━━━━━ Available records ━━━━━

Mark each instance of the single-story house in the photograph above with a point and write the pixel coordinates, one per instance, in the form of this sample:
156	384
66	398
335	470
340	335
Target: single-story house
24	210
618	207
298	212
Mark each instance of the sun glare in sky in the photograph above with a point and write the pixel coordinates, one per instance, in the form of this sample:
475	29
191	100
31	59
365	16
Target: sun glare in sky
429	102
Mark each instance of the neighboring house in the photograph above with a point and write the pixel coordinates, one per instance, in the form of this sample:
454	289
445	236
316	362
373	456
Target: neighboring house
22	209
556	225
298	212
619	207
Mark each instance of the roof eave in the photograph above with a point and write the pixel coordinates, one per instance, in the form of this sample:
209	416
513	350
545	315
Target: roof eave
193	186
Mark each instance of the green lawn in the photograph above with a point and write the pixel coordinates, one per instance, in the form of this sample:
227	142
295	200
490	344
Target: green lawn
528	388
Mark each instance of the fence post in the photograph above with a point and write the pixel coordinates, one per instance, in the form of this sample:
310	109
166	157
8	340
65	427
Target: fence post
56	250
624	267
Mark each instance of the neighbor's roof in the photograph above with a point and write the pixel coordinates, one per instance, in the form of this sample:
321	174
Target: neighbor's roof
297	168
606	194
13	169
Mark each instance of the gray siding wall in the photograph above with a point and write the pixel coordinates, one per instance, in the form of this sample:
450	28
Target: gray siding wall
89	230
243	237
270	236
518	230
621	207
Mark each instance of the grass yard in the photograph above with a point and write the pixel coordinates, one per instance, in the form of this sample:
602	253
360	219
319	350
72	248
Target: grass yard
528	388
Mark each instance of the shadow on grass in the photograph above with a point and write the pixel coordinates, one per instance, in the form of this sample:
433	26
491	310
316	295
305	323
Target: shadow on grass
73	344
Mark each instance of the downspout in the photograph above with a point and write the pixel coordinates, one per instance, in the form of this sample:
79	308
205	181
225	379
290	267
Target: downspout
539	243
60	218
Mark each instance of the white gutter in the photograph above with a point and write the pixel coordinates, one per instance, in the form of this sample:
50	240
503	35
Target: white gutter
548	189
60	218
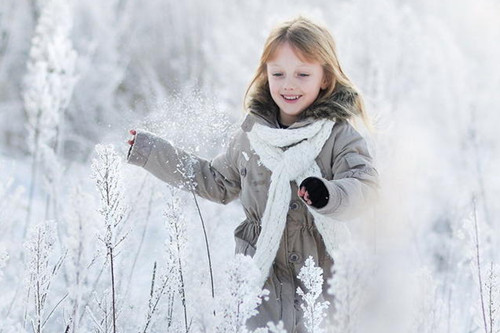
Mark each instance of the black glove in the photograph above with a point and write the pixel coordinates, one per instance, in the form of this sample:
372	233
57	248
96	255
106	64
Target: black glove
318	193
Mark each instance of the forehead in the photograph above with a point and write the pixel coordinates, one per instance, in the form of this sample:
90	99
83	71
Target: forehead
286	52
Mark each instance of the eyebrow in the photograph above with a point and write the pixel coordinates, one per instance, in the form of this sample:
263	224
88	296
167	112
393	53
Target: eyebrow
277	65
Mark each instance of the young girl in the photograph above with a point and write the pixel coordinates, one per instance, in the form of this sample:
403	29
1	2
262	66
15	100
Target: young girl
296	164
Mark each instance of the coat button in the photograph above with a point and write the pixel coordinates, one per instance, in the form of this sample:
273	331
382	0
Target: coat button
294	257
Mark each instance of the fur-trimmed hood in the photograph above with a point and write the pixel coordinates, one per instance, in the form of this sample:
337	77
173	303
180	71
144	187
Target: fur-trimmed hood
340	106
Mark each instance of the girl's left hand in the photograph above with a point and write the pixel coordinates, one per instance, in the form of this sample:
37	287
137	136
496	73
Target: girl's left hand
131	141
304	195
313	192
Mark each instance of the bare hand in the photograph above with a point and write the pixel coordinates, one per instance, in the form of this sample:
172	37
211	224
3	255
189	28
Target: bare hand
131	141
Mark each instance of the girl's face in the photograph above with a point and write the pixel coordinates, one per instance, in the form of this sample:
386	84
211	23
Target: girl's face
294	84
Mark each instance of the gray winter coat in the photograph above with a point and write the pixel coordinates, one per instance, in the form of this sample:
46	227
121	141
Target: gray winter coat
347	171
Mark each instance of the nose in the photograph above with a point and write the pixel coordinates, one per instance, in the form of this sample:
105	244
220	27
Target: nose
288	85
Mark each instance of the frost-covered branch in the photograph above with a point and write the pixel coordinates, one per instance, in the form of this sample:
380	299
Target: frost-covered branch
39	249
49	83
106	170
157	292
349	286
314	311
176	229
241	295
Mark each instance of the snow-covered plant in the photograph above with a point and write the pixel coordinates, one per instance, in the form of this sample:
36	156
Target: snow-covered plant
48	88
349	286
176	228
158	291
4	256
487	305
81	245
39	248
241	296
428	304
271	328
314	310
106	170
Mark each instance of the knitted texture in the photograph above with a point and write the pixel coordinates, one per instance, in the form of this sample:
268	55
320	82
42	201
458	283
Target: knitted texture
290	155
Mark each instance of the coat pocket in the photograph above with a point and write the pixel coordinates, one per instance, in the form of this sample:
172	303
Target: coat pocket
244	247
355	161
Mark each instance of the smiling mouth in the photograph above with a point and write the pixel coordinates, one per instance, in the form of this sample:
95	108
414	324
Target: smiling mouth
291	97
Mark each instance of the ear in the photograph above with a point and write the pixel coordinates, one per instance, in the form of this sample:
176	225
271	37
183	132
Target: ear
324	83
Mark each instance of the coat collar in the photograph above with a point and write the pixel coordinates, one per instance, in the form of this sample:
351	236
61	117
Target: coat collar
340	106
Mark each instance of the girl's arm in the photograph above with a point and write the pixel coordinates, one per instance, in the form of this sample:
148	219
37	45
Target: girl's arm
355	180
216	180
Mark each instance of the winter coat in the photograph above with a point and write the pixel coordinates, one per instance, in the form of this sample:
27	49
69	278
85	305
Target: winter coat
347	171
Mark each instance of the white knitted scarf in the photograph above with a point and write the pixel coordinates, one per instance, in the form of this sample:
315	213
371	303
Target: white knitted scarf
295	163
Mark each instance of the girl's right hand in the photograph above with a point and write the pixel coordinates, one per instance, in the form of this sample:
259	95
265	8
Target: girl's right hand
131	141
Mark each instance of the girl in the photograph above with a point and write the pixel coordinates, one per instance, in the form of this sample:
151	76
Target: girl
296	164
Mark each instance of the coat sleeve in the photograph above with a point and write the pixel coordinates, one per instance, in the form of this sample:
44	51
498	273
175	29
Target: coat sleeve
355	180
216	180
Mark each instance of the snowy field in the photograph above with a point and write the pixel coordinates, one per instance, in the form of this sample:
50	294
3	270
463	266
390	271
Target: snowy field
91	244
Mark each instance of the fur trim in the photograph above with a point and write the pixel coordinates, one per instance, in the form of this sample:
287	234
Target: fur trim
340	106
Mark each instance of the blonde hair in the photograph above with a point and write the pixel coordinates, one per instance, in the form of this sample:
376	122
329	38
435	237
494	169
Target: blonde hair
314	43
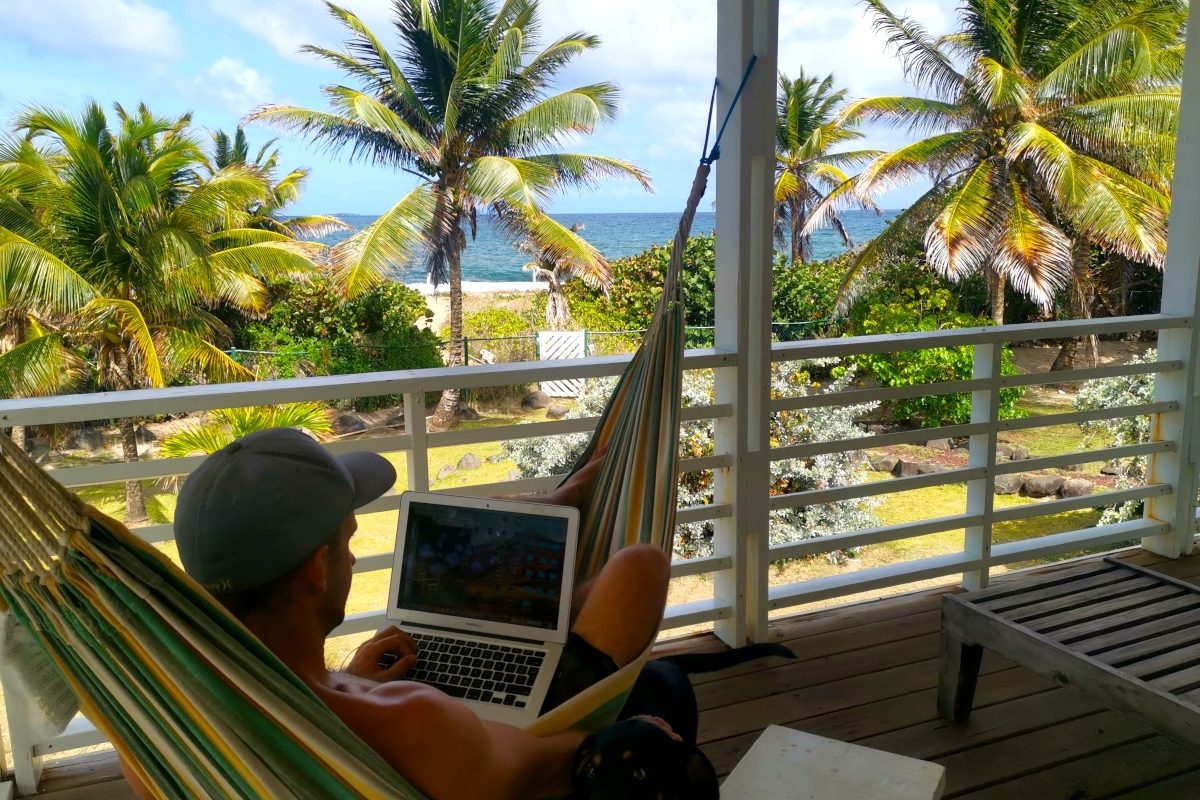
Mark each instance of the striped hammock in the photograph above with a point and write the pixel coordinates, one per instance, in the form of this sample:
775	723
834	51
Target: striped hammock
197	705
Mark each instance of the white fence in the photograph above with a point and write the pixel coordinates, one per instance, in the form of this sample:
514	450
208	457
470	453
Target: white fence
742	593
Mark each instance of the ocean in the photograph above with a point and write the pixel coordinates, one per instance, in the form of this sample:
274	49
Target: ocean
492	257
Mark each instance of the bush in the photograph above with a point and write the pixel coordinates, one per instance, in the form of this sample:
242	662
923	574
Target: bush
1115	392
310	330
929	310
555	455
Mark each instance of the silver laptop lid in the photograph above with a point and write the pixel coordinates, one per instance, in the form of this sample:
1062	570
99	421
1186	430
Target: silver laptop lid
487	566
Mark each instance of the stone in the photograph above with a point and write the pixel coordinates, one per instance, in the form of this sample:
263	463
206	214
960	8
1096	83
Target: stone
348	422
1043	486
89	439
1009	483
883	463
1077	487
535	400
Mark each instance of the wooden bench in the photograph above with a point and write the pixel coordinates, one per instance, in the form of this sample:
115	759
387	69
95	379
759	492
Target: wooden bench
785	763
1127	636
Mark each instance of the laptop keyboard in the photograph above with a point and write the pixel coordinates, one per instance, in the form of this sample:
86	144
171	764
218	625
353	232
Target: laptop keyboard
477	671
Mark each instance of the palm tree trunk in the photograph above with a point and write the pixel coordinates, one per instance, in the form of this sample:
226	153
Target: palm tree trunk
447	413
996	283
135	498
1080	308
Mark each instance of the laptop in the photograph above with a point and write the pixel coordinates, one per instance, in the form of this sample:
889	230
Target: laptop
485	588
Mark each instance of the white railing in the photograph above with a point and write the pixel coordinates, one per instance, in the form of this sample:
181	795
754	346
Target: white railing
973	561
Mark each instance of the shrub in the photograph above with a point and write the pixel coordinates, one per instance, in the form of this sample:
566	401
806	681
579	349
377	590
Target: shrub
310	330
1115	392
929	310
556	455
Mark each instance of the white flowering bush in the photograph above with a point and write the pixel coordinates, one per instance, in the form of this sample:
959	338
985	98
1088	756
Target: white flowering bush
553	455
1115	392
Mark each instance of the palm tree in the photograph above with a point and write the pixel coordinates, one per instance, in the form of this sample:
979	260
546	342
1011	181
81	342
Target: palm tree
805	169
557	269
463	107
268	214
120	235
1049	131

━━━━━

- [Problem to solve]:
The answer consists only of the lines from the one containing "Mark each instance of the silver" to the end of the records, each written out exactly.

- [Answer to this exercise]:
Mark each instance of the silver laptop lid in the photograph above with a point and write the pixel coordinates, one per instance, in the form of this sample:
1062	570
99	421
1186	430
Target: silver laptop lid
487	566
Mark each instance of the stone in the photograph above with a point and write the pixel coordinates, one per instance, in the form of this sample:
263	463
206	214
960	8
1096	83
Target: stone
348	422
1043	486
89	439
1009	483
883	463
1077	487
535	400
Mark each instance of the wooden bench in the photograph above with a point and write the pixel coordinates, one per instance, in the form of this sample:
115	759
387	69
95	379
759	492
Target: wooden bench
785	763
1127	636
Mark each instance of the laptop keyboard in the photograph above with a point and write the pixel coordinates, one per instance, in the form of this sample:
86	144
171	764
218	625
353	232
Target: laptop keyboard
477	671
Mark each instance of the palm tree trunk in the photograph above with a point and write the pixel coordinates, one per instance, in the form of this sample:
226	153
Target: palm tree trunk
447	413
996	283
135	498
1080	308
Mark each instance of the laptop in the photograph above with a point and write the pixel coordinates, one per instance, in the form of this sample:
889	230
Target: laptop
485	588
Mark each instance of the white railing in the photograph above with a point and write the pixel coordinates, one per instance, in the form of this sample:
181	795
754	346
Target: white railing
973	561
Mark each instance of the shrub in the photograph above with a point and write the pixel coordinates, one per instance, in the form of this sample:
566	401
806	681
579	349
377	590
Target: shrub
310	330
1115	392
929	310
556	455
Mark each instance of the white flowering bush in the photograph above with a point and write the pixel coordinates, one per instance, in the form of this sample:
959	338
985	98
1088	756
Target: white flowering bush
553	455
1115	392
Mark each instance of the palm tree in the photograph above with a point and write the pixel coordinates, one per instance, in the form of this sample:
979	260
546	342
1011	181
81	342
Target: palm tree
805	169
557	269
463	107
268	214
120	235
1049	131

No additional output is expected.